◆ TASK DIRECTIONS
Print each of the following rows again word for word, omitting the pictures.

Rows from an annotation dataset

☆ ☆ ☆ ☆

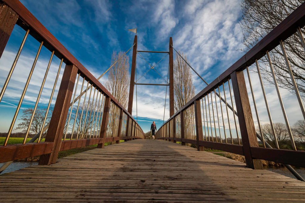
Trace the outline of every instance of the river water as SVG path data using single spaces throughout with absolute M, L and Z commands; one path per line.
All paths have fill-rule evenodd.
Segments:
M 0 167 L 4 164 L 4 163 L 0 163 Z M 11 164 L 1 173 L 1 174 L 9 173 L 9 172 L 11 172 L 12 171 L 14 171 L 19 169 L 21 169 L 31 166 L 35 166 L 38 164 L 38 162 L 14 162 Z M 288 170 L 285 166 L 280 167 L 275 167 L 273 166 L 265 166 L 264 167 L 264 168 L 265 170 L 267 170 L 291 178 L 296 179 L 296 177 L 292 174 L 292 173 L 290 173 L 290 171 Z M 301 176 L 305 179 L 305 168 L 295 167 L 294 169 Z

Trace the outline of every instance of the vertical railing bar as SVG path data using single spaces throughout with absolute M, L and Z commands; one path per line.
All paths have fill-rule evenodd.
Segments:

☆ ☆ ☆ ☆

◆ COMPLETE ANSWER
Trace the outline of every instance of the river water as SVG path data using single spaces throughout with absolute M, L and Z commands; one path per line.
All paths have fill-rule evenodd.
Segments:
M 0 167 L 4 164 L 4 163 L 0 163 Z M 11 164 L 1 173 L 1 174 L 9 173 L 9 172 L 11 172 L 12 171 L 14 171 L 19 169 L 21 169 L 31 166 L 35 166 L 38 164 L 38 162 L 14 162 Z M 288 170 L 285 166 L 280 167 L 275 167 L 273 166 L 265 166 L 264 167 L 264 168 L 265 170 L 267 170 L 291 178 L 296 179 L 296 177 L 292 174 L 292 173 L 290 173 L 290 171 Z M 301 176 L 305 179 L 305 168 L 295 167 L 294 169 Z

Trace the outline of every instance of the vertical railing bar as SVG path data using single spaces throughout with absolute M, L and Z commands; one path per line.
All paths have fill-rule evenodd.
Segments:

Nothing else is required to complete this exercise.